━━━ Records to process ━━━

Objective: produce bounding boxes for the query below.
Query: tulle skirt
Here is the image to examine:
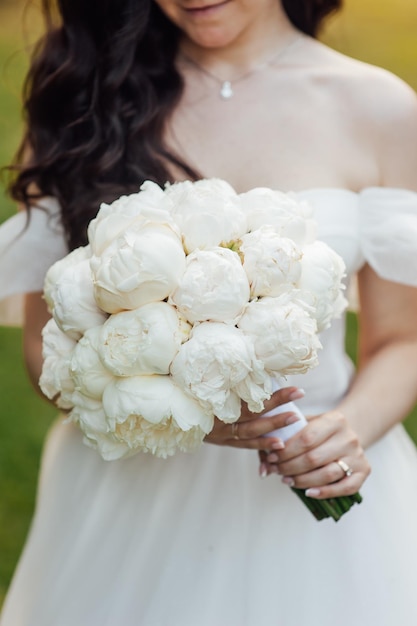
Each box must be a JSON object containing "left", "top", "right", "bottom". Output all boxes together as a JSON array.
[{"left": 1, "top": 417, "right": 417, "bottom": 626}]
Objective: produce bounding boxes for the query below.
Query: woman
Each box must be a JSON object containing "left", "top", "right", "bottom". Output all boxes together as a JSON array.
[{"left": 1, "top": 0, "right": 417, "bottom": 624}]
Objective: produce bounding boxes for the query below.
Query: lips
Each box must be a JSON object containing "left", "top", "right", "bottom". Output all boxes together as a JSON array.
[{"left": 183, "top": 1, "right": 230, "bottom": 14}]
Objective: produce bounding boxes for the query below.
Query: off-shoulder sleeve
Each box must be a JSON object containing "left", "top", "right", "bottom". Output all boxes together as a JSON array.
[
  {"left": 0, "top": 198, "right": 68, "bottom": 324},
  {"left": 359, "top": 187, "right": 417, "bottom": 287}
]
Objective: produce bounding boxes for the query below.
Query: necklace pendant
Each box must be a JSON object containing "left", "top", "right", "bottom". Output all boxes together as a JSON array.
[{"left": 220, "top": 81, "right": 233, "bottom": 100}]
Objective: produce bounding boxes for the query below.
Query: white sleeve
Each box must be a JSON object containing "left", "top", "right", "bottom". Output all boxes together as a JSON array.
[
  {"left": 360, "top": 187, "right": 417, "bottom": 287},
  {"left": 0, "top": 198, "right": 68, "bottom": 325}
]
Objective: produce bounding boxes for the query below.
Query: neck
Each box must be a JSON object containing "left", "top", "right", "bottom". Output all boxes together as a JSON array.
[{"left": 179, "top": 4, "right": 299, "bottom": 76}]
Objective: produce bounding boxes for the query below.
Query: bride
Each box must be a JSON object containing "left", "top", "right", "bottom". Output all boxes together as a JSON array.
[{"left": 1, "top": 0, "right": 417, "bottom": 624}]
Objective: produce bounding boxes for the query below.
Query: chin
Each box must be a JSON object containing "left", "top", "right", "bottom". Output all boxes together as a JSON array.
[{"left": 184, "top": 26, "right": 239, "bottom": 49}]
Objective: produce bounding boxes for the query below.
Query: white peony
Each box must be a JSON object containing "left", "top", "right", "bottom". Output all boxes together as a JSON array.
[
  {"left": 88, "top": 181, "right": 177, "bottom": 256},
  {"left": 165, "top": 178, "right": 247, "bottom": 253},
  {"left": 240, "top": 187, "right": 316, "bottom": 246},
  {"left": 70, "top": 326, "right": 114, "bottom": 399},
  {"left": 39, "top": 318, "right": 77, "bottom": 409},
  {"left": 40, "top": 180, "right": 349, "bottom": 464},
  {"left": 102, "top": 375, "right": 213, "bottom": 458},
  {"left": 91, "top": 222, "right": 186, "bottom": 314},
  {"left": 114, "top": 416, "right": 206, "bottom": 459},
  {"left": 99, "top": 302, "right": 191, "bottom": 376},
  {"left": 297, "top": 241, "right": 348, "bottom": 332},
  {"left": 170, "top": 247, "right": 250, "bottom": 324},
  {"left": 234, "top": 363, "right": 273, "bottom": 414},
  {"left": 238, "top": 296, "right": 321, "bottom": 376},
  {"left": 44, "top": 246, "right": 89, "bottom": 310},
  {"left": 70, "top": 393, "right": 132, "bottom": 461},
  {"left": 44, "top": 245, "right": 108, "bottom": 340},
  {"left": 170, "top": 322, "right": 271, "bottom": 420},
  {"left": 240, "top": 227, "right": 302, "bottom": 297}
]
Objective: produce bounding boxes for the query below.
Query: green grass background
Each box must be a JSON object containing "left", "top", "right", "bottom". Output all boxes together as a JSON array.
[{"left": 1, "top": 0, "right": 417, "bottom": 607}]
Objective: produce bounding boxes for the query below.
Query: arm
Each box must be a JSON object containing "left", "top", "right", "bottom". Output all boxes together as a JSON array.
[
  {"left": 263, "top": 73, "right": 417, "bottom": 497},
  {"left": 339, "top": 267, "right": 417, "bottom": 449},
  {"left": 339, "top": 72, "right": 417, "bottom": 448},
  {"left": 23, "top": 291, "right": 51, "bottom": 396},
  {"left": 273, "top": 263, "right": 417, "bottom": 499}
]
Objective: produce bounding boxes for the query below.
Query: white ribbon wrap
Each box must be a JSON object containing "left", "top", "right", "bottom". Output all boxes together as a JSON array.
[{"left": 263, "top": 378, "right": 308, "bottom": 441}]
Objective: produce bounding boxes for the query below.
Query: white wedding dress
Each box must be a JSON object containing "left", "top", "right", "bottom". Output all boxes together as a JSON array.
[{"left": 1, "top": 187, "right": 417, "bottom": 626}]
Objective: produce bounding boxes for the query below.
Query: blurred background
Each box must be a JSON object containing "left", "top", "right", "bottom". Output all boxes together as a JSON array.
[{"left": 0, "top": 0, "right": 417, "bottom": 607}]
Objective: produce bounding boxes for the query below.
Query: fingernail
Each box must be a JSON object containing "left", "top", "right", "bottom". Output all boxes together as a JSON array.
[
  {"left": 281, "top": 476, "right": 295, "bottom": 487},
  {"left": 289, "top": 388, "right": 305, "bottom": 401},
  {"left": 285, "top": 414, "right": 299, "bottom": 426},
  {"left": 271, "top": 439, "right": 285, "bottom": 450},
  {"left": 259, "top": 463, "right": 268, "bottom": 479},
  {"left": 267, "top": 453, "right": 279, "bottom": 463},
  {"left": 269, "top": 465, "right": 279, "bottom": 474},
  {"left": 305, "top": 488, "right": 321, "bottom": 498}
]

━━━

Task instructions
Give the listing above again word for word, without its pictures.

Answer for this exercise
Objective: produce bounding boxes for the query below.
Query: tulle skirt
Here is the image to examine:
Each box must be a JSON object containing "left", "top", "right", "bottom". Output all boxes together as a JSON array.
[{"left": 1, "top": 417, "right": 417, "bottom": 626}]
Objective: produce bounding boxes for the query below.
Query: woman
Each box must be a JSON object containing "left", "top", "right", "bottom". Output all boxes together as a JSON array.
[{"left": 1, "top": 0, "right": 417, "bottom": 624}]
Objective: produce bounding boxes for the query below.
Query: lips
Each box must be a JSON object containing "left", "top", "right", "bottom". Output all boxes together as a JSON array.
[{"left": 183, "top": 1, "right": 230, "bottom": 14}]
Objective: produce bounding boxes for the query below.
Query: off-shoulder sleeve
Each box must be a JSON object containing "left", "top", "right", "bottom". Output all boxes together as a JSON array.
[
  {"left": 0, "top": 198, "right": 68, "bottom": 324},
  {"left": 359, "top": 187, "right": 417, "bottom": 287}
]
Objective: produce bounding boxes for the query below.
Query: necklace pendant
Each box must be a JSON object containing "left", "top", "right", "bottom". Output all boxes together as a JSON array.
[{"left": 220, "top": 81, "right": 233, "bottom": 100}]
Objective: produce bounding boxes for the query below.
Query: white sleeve
Each box must be a JSON object containing "left", "top", "right", "bottom". Output all boxes together as a JSON array.
[
  {"left": 360, "top": 187, "right": 417, "bottom": 287},
  {"left": 0, "top": 198, "right": 68, "bottom": 325}
]
Objective: produce bounding boxes for the query below.
Query: neck
Each box must be a JSON object containing "left", "top", "right", "bottom". Output all boxes together as a JSON array.
[{"left": 179, "top": 4, "right": 299, "bottom": 76}]
Objective: produce bounding boxes for the query below.
Query: bride
Each box must be a JSON object containing "left", "top", "right", "bottom". Output all boxes together as a JSON array.
[{"left": 1, "top": 0, "right": 417, "bottom": 624}]
Objective: produce bounding boxes for the query below.
Query: chin
Each box must be a JSON object containing "left", "top", "right", "bottom". Output all boxes together as a JSON array.
[{"left": 184, "top": 26, "right": 239, "bottom": 49}]
Objective: produce bounding boxes for the query below.
Query: white peony
Each box must be a JSON object containing "left", "top", "right", "bottom". Output all boxes together as a JSON array.
[
  {"left": 88, "top": 181, "right": 177, "bottom": 256},
  {"left": 165, "top": 178, "right": 247, "bottom": 253},
  {"left": 240, "top": 187, "right": 316, "bottom": 246},
  {"left": 70, "top": 326, "right": 114, "bottom": 399},
  {"left": 39, "top": 318, "right": 77, "bottom": 409},
  {"left": 40, "top": 180, "right": 349, "bottom": 464},
  {"left": 102, "top": 375, "right": 213, "bottom": 458},
  {"left": 91, "top": 222, "right": 186, "bottom": 314},
  {"left": 114, "top": 416, "right": 206, "bottom": 459},
  {"left": 99, "top": 302, "right": 191, "bottom": 376},
  {"left": 297, "top": 241, "right": 348, "bottom": 332},
  {"left": 170, "top": 247, "right": 250, "bottom": 324},
  {"left": 234, "top": 363, "right": 273, "bottom": 414},
  {"left": 238, "top": 296, "right": 321, "bottom": 376},
  {"left": 44, "top": 246, "right": 89, "bottom": 310},
  {"left": 70, "top": 393, "right": 132, "bottom": 461},
  {"left": 44, "top": 245, "right": 108, "bottom": 340},
  {"left": 170, "top": 322, "right": 271, "bottom": 420},
  {"left": 240, "top": 227, "right": 302, "bottom": 297}
]
Objective: produce bounding boxes for the query below.
Query: green grass background
Each box must be a JSON object containing "left", "top", "right", "bottom". Output all boxes together as a JSON array.
[{"left": 1, "top": 0, "right": 417, "bottom": 607}]
Objective: produce bounding boxes for the query below.
Query: arm
Each box must be a JSON object containing "left", "top", "right", "bottom". Output all boxes together as a JSON array.
[
  {"left": 263, "top": 73, "right": 417, "bottom": 497},
  {"left": 339, "top": 267, "right": 417, "bottom": 449},
  {"left": 339, "top": 72, "right": 417, "bottom": 448},
  {"left": 23, "top": 291, "right": 51, "bottom": 396},
  {"left": 273, "top": 263, "right": 417, "bottom": 499}
]
Objective: produce bounding boxes for the query below.
Query: white ribbon wrap
Each box must be a JSON object containing "left", "top", "right", "bottom". Output all boxes together as a JSON array.
[{"left": 263, "top": 378, "right": 308, "bottom": 441}]
Objective: produce bounding boxes for the query below.
Query: white wedding dress
Each box must be a JSON object containing "left", "top", "right", "bottom". Output all boxes together as a JSON array.
[{"left": 1, "top": 187, "right": 417, "bottom": 626}]
Objective: produce bounding boxes for the query below.
Query: blurred background
Each box must be a JSON object containing "left", "top", "right", "bottom". Output all boxes together as a JSON array.
[{"left": 0, "top": 0, "right": 417, "bottom": 607}]
Objective: produce bounding boxes for the query below.
Query: fingernail
Each box must be a JSON object containing "left", "top", "right", "bottom". Output all boxes together as a JSON array.
[
  {"left": 281, "top": 476, "right": 295, "bottom": 487},
  {"left": 289, "top": 388, "right": 305, "bottom": 401},
  {"left": 285, "top": 414, "right": 299, "bottom": 426},
  {"left": 271, "top": 439, "right": 285, "bottom": 450},
  {"left": 259, "top": 463, "right": 268, "bottom": 479},
  {"left": 267, "top": 453, "right": 279, "bottom": 463},
  {"left": 269, "top": 465, "right": 279, "bottom": 474},
  {"left": 305, "top": 488, "right": 321, "bottom": 498}
]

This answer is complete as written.